(Data entries)

--- START ---

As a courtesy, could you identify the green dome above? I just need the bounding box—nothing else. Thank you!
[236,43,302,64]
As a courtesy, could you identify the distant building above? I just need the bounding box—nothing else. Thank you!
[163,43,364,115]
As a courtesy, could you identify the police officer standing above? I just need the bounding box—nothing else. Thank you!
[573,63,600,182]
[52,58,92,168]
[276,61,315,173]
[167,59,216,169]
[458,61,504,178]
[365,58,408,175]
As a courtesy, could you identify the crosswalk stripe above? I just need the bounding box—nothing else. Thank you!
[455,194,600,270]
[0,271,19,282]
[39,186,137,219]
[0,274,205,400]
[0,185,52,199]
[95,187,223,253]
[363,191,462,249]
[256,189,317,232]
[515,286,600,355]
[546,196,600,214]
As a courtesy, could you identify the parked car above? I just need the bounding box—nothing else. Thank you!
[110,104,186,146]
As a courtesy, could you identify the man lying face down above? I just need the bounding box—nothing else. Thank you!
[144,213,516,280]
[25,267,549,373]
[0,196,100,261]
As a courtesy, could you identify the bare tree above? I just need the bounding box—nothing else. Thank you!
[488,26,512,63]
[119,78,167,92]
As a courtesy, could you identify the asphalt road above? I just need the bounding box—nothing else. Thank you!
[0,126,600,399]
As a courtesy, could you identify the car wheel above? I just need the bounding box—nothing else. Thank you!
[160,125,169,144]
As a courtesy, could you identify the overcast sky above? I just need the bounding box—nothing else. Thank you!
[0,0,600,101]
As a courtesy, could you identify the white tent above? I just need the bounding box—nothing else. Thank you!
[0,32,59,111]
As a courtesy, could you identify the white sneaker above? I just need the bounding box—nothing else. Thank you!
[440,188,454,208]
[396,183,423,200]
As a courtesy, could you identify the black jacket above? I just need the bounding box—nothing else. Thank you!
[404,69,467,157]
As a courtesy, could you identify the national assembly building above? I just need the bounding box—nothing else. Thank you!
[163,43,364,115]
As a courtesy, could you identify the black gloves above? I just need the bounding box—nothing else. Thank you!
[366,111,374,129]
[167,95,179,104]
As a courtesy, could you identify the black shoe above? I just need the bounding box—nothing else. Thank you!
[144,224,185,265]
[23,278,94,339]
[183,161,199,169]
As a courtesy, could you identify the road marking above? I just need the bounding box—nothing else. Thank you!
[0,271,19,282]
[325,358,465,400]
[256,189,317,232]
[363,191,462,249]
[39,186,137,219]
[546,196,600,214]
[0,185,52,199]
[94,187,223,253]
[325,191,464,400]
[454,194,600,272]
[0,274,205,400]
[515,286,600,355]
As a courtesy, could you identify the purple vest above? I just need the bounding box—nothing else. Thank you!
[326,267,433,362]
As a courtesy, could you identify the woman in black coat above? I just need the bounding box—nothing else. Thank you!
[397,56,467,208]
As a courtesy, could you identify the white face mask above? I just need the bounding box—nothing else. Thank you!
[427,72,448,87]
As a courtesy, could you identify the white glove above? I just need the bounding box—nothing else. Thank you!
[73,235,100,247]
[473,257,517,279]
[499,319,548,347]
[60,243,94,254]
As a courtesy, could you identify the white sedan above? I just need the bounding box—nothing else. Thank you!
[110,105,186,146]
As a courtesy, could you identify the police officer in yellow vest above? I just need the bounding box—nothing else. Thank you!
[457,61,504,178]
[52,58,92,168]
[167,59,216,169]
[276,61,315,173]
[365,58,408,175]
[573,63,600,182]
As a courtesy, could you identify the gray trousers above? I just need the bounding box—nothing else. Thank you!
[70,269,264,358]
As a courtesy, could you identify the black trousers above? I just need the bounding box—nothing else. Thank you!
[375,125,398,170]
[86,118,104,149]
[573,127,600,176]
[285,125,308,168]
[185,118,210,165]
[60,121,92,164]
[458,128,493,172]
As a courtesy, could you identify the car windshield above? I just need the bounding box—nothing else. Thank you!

--- END ---

◆ Written instruction ◆
Copy out the lines of the listing above, from the line holding "As a courtesy, could you identify the man" through the line holding "[0,126,600,399]", inclusive, keeping the requests unchanged. Add 25 to every coordinate in the bounding box answers.

◆ Result ◆
As a courtesy, could you identify the man lying face down above? I just need the bounding box—nothing else. Thank you!
[169,238,541,305]
[50,292,574,398]
[25,221,125,286]
As a courtesy, could you identify the bare tree above? I just need the bounding box—nothing else. Thank you!
[513,51,537,88]
[144,103,192,117]
As a courtesy, could you identify the asphalt road above? I just need the bounding box—nothing else. Thank you!
[25,151,625,424]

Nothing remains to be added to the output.